- [WHAT YOU SHOULD DO]
Repeat the data. Keep each line identical.

- [Saved entries]
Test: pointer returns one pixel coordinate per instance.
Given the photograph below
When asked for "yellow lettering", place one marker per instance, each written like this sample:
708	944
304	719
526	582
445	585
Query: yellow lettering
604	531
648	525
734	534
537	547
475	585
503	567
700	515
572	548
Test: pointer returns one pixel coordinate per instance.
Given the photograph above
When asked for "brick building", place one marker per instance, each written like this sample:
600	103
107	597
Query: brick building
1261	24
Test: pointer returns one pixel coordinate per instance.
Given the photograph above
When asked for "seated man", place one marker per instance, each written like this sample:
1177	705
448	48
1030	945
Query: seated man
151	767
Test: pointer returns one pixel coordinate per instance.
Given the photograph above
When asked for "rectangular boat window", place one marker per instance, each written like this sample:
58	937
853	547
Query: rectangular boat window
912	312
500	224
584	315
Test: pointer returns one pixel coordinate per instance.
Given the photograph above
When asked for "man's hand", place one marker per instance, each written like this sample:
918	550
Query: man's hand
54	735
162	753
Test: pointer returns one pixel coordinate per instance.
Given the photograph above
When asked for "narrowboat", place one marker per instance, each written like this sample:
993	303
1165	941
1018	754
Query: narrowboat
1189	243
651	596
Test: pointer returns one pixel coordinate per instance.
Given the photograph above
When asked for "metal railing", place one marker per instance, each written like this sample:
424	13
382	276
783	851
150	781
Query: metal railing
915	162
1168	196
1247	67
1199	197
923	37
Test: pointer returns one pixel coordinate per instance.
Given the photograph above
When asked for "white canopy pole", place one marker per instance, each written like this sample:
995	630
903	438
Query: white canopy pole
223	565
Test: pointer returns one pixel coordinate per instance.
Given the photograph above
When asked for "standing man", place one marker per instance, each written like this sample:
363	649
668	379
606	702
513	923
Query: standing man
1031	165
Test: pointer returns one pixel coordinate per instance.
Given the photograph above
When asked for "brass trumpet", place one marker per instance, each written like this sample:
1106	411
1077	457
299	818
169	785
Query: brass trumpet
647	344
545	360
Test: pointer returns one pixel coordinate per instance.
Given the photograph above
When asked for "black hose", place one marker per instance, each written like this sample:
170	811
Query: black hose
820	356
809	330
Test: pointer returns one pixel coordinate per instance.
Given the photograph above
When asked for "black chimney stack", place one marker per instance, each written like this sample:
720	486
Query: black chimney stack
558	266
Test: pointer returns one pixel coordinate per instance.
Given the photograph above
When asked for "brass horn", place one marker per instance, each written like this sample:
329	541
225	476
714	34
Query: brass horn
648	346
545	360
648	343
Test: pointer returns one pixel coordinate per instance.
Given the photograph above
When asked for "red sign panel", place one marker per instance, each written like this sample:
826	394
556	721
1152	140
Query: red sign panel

- [RESPONSE AREA]
Test: pointer returns one pixel coordinate per instance.
Given the photograph below
When asked for "yellow lettering", place one marker per instance, each written like this sample:
708	944
304	719
526	582
445	585
Query: yellow lettering
604	531
648	525
734	534
537	547
475	585
503	567
700	515
572	548
Test: pointer returns one pixel coordinate per instance.
Given the photograph above
When asked for "brick building", place one marker per instance, each written like this sample:
600	103
107	597
Query: brick building
1261	24
Test: pointer returns one pixel coordinate per instance.
Given the photograph above
When asked for "seated man", place one marker per instance, each written like this sample:
1177	705
448	48
1030	945
Query: seated man
151	767
Test: pointer returns one pixel coordinate per instance.
Given the photograph above
When asked for "rectangular boat window", place one marker per instance, each written like this sample:
58	937
853	547
Query: rectangular boat window
912	312
500	224
584	315
Test: pointer returns one pixel coordinate per instance.
Given the photograph above
When asked for "man's hand", place one marker per instance, each written like this sample:
918	550
Query: man's hand
54	735
162	753
Test: pointer returns one pixel coordinate per instance.
Given the photograph above
When asked for "narrowboat", place one marker per instance, each written like this sample:
993	303
1165	941
1018	754
Query: narrowboat
1189	243
651	596
Test: pointer returns one pixel coordinate per instance.
Given the photograph above
When asked for "metal railing", place one marker per instance, each written like this sample:
424	13
382	276
783	851
150	781
Query: metal railing
915	162
1168	196
1247	67
1199	197
923	37
Test: pointer returns one pixel coordinate per instance.
Given the photograph above
When asked for "white canopy pole", place one marker per instance, each written like this sample:
995	630
903	438
Query: white canopy pole
223	565
Test: pointer returns one pixel coordinate per instance.
Given the photograph above
When asked for "standing man", place one marker per instance, each written like this sample:
363	649
668	379
606	702
513	923
Query: standing man
1031	165
Test: pointer returns one pixel coordinate per instance.
Given the photograph above
When asked for "brass trumpet", place one marker per instance, each written like this sample:
1106	411
1077	457
299	818
169	785
Query: brass trumpet
647	344
545	360
Test: pointer returns one pixel coordinate per instance.
Given the photograph above
When asked for "black hose", place one marker per instance, each written like this sample:
170	811
Query: black hose
820	356
809	330
Test: pointer returns one pixel coordinate per instance.
Given the photograph above
When asked for "black chimney stack", place one marker per instance, each written like this sample:
720	486
Query: black chimney stack
558	266
Test: pointer returns one pixel coordinate per instance.
Given the photograph above
When asked for "brass horn", place one marker per instance, each written like this sample:
329	541
225	476
714	34
Query: brass horn
648	346
545	360
648	343
Test: pointer returns one pixel coordinate per instance.
Given the photograph above
When asked for "red sign panel", place one marker per instance, each written like this sample:
826	394
556	721
1152	140
Query: red sign panel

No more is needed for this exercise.